§ PAGE EXCERPT
⟨

Re: [Dev] Fwd: GSOC2016: Proposal 6: [ML]

Mahesh Dananjaya Tue, 08 Mar 2016 01:53:45 -0800

Hi Maheshakya,
Thank you very much.i am already onto to that.will let you soon.thank you.
BR,
mahesh.


On Tue, Mar 8, 2016 at 11:55 AM, Maheshakya Wijewardena <mahesha...@wso2.com
> wrote:

> Hi Mahesh,
>
> does that Scala API is with your current product or repo?
>
>
> No, we don't have the Scala API included. What we want is to design the
> Java implementations of those algorithms to train with mini-batches of
> streaming data with the help of the aforementioned methods so that we can
> include in as a CEP extension.
>
> As to clarify, please try to write a simple Java program using Spark MLLib
> linear regression and k-means clustering with a sample data set (You can
> find alot of data sets from UCI repo[1]).  You need to break the dataset
> into several pieces and train a model repeatedly with those.
> After each training run, save the model information (such as weights,
> intercepts for regression and cluster centers for clustering - please check
> the arguments of those methods I have mentioned and save the required
> information of the model)
> When training a model we a new piece of data, use those methods to
> initialize and put the save values for the arguments. This way you can
> start from where you stopped in the previous run.
>
> Let us know your observations and feel free to ask if you need to know
> anything more on this.
>
> We'll let you know what needs to be done to include this in CEP.
>
> Best regards.
>
> On Tue, Mar 8, 2016 at 10:59 AM, Mahesh Dananjaya <
> dananjayamah...@gmail.com> wrote:
>
>> Hi Maheshakya,
>> great.thank you.i already have ML and CEP and working more towards it.
>> does that Scala API is with your current product or repo?.  thank you.
>> BR,
>> Mahesh.
>>
>> On Sun, Mar 6, 2016 at 5:49 PM, Maheshakya Wijewardena <
>> mahesha...@wso2.com> wrote:
>>
>>> Hi Mahesh,
>>>
>>> Please find the comments inline.
>>>
>>> does data stream is taken to ML as the event publisher's format through
>>>> event publisher. Or  we can use direct traffic that comes to event
>>>> receiver, or else as streams
>>>>
>>> We intend to use the direct data as even streams.
>>>
>>> 1.) Those data coming from wso2 DAS to ML are coming as streams?
>>>>
>>> No, WSO2 ML doesn't use any even stream. The data stored in tables in
>>> DAS is loaded into ML.
>>>
>>> 2.) Are there any incremental learning algorithms currently active in
>>>> ML?you mentioned that there are and they are with scala API. So there is a
>>>> streaming support with that Scala API. In that API which format the data is
>>>> aquired to ML?

⟩

§ SOURCE MATERIAL

⟨

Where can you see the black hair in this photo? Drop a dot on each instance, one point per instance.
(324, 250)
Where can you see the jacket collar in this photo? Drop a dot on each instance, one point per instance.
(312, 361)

⟩

§ TASKS TO CARRY OUT
**A)** Answer these questions from the mailing-list thread above:
(i) Which two Spark MLLib algorithms should the simple Java program use?
(ii) How does data from WSO2 DAS reach ML?
(iii) From which repository can sample data sets be obtained?
**B)** Translate this sentence from the mailing-list thread above into Spanish: "You need to break the dataset into several pieces and train a model repeatedly with those."

§ RESULTS BY TASK
**A)**
(i) Linear regression and k-means clustering.
(ii) The data stored in tables in DAS is loaded into ML; ML does not use any event stream.
(iii) The UCI repository.

**B)** Es necesario dividir el conjunto de datos en varias partes y entrenar un modelo repetidamente con ellas.